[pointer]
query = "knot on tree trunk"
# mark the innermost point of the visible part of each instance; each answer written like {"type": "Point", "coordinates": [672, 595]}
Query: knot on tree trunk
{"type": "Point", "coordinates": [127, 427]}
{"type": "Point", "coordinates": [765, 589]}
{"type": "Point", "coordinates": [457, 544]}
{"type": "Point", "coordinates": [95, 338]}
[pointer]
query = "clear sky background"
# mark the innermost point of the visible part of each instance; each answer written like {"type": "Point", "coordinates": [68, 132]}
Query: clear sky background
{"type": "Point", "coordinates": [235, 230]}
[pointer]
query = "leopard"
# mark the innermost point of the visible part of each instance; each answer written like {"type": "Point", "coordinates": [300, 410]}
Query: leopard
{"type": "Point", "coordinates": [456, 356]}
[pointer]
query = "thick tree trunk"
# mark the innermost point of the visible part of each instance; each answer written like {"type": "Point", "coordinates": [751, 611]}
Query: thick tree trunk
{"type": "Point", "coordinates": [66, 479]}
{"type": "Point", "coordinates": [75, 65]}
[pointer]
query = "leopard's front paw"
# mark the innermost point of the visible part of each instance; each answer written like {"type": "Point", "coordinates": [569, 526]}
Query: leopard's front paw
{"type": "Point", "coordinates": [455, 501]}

* * *

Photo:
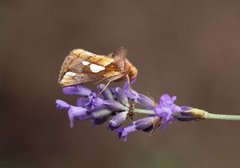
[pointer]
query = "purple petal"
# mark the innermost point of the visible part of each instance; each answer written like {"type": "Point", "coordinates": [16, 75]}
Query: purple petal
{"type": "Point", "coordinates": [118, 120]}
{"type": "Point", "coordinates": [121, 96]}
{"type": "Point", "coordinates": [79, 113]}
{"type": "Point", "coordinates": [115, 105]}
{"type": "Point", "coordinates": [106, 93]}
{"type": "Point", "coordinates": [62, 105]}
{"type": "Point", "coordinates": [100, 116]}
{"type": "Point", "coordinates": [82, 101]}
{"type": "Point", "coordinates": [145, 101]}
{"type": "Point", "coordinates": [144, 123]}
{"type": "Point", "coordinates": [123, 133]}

### [Exercise]
In the material above, find each line that has the string "written" and return it.

### [Exercise solution]
# mark the innermost point of the visible part of each instance; each answer written like {"type": "Point", "coordinates": [672, 595]}
# mark the innermost point of the visible part of each instance; each answer written like {"type": "Point", "coordinates": [68, 132]}
# mark the innermost point of the visible part of each instance; each answer written like {"type": "Point", "coordinates": [300, 410]}
# mark the innermost point of the visible part of each instance; each answer written like {"type": "Point", "coordinates": [751, 611]}
# mark the innermost point of the visible part of each instance; each answer written like {"type": "Point", "coordinates": [569, 526]}
# mark the innermost point of the visible part of each instance; each answer written like {"type": "Point", "coordinates": [16, 75]}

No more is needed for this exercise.